:: AVAILABLE RECORDS ::
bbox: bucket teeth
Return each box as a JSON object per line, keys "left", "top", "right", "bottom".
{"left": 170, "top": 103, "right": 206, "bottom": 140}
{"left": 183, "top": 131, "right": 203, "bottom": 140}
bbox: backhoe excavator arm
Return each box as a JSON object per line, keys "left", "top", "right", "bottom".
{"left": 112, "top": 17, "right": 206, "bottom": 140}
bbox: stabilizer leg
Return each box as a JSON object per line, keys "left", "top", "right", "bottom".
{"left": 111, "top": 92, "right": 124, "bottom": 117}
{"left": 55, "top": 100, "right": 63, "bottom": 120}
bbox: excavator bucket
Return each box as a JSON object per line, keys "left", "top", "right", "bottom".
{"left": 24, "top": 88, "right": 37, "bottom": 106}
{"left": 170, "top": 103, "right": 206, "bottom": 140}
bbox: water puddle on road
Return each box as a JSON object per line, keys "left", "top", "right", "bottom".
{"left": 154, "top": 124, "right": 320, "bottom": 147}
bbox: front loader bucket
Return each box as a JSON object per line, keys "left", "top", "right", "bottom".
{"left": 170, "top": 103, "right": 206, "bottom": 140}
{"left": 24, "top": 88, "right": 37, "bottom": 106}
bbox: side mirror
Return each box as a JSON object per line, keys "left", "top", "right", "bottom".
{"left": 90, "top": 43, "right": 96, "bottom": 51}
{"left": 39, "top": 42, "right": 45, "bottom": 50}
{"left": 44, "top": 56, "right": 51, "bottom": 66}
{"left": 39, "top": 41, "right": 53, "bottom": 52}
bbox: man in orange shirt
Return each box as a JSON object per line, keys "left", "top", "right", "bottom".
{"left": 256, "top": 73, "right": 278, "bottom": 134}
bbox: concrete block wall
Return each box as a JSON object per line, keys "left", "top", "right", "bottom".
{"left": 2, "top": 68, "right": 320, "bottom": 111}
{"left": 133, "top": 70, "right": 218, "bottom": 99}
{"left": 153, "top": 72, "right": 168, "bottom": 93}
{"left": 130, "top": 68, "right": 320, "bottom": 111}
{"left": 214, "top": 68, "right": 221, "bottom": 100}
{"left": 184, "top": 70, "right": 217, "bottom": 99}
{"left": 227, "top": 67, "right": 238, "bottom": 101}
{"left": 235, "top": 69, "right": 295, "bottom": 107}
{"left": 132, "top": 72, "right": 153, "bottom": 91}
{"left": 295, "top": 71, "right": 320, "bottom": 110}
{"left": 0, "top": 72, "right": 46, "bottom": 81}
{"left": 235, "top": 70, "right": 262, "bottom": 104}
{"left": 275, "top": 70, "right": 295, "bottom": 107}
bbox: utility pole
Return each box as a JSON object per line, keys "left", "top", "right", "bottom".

:: EXERCISE AIM ::
Output the listing exactly.

:: ANSWER TO THIS PROBLEM ::
bbox: bucket teeth
Return each box as a JSON object per line, keys "left", "top", "right", "bottom".
{"left": 170, "top": 103, "right": 206, "bottom": 140}
{"left": 183, "top": 131, "right": 203, "bottom": 140}
bbox: backhoe excavator arm
Return each box as a JSON object per line, keys "left", "top", "right", "bottom".
{"left": 112, "top": 17, "right": 206, "bottom": 140}
bbox: stabilizer leg
Return each box as a JSON object per line, keys "left", "top", "right", "bottom".
{"left": 111, "top": 92, "right": 124, "bottom": 117}
{"left": 55, "top": 100, "right": 63, "bottom": 120}
bbox: excavator bucket
Return each box as a JSON object per line, keys "left", "top", "right", "bottom".
{"left": 24, "top": 88, "right": 37, "bottom": 106}
{"left": 170, "top": 103, "right": 206, "bottom": 140}
bbox: water puddle on road
Return each box as a JSON object per line, keys "left", "top", "right", "bottom".
{"left": 154, "top": 124, "right": 320, "bottom": 147}
bbox: front loader bucket
Return each box as a JSON object per line, keys "left", "top", "right", "bottom".
{"left": 170, "top": 103, "right": 206, "bottom": 140}
{"left": 24, "top": 88, "right": 37, "bottom": 106}
bbox: side mirror
Return each box as a JSON object per line, keys "left", "top", "right", "bottom".
{"left": 90, "top": 43, "right": 96, "bottom": 51}
{"left": 39, "top": 42, "right": 45, "bottom": 50}
{"left": 44, "top": 56, "right": 51, "bottom": 66}
{"left": 39, "top": 41, "right": 53, "bottom": 52}
bbox: man in orange shirt
Return each box as a JSON object per line, keys "left", "top", "right", "bottom".
{"left": 256, "top": 73, "right": 278, "bottom": 134}
bbox: concrete block wall
Return each box as a JSON object per line, keys "left", "top", "right", "bottom".
{"left": 2, "top": 68, "right": 320, "bottom": 111}
{"left": 133, "top": 70, "right": 218, "bottom": 99}
{"left": 153, "top": 72, "right": 168, "bottom": 93}
{"left": 130, "top": 68, "right": 320, "bottom": 111}
{"left": 214, "top": 68, "right": 221, "bottom": 100}
{"left": 184, "top": 70, "right": 217, "bottom": 99}
{"left": 227, "top": 67, "right": 238, "bottom": 101}
{"left": 235, "top": 69, "right": 295, "bottom": 107}
{"left": 132, "top": 72, "right": 153, "bottom": 91}
{"left": 295, "top": 71, "right": 320, "bottom": 110}
{"left": 0, "top": 72, "right": 46, "bottom": 81}
{"left": 235, "top": 70, "right": 262, "bottom": 104}
{"left": 275, "top": 70, "right": 295, "bottom": 107}
bbox: utility pole
Return each box as a JSON object per line, keys "left", "top", "right", "bottom".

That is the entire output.